Aim of the exercise:
Copy out exactly the lines from the line containing "Target: white clothes dryer" to the end of the listing.
#####
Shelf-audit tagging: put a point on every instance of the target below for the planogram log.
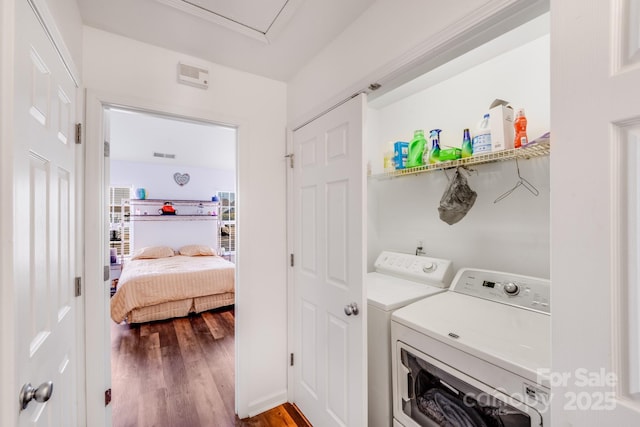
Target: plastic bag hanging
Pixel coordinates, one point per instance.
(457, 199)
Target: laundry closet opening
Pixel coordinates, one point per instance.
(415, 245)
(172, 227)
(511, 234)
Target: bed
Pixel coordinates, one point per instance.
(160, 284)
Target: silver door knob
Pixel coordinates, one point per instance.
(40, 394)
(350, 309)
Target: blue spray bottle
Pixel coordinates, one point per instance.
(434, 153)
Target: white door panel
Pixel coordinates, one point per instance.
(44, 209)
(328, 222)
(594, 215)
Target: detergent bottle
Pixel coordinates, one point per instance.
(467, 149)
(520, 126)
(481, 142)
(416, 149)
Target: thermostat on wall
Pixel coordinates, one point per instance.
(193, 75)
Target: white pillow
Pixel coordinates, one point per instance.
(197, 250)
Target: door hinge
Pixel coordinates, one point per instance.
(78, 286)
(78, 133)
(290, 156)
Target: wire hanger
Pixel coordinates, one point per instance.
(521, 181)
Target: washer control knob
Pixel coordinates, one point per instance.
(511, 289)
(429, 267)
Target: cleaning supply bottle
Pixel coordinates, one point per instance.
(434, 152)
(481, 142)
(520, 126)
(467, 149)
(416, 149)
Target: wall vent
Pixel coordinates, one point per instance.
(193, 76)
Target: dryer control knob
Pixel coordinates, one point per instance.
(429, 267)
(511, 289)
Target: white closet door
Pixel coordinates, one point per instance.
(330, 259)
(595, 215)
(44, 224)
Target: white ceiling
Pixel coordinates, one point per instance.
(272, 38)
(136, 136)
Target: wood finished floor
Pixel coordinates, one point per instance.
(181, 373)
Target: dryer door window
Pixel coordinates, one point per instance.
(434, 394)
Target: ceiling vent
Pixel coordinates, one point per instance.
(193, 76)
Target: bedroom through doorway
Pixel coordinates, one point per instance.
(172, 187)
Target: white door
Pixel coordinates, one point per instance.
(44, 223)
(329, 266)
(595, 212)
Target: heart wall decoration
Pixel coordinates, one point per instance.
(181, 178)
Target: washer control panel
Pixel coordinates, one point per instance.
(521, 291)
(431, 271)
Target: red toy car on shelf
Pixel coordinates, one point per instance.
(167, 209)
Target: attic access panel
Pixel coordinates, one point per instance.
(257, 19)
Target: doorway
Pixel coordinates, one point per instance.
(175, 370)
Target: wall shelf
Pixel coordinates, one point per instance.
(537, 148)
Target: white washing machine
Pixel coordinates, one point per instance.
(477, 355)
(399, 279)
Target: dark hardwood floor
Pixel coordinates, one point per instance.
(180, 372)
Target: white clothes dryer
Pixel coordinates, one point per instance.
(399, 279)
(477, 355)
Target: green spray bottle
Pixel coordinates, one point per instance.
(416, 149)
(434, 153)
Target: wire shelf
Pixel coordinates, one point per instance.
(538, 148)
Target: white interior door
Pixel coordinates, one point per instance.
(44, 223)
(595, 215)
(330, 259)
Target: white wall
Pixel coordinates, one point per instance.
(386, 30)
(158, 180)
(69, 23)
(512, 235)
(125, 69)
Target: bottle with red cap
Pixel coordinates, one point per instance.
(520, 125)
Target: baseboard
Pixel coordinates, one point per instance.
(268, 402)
#####
Response:
Target: white clothes dryer
Pixel coordinates, one point per instance.
(399, 279)
(477, 355)
Target: green spray bottle
Pixel coordinates, one point per instance.
(416, 149)
(434, 153)
Target: wire shelf
Pixel coordinates, one point per instance.
(538, 148)
Target: white interior door
Pixel coordinates, one point per instance.
(44, 223)
(595, 215)
(330, 259)
Target: white wall
Pixel coordinates, one point per instance.
(386, 30)
(158, 180)
(69, 23)
(512, 235)
(125, 69)
Target: bottle with red cap
Pixel coordinates, one point per instance.
(520, 125)
Target: baseboard
Pixel coordinates, one point per instance.
(268, 402)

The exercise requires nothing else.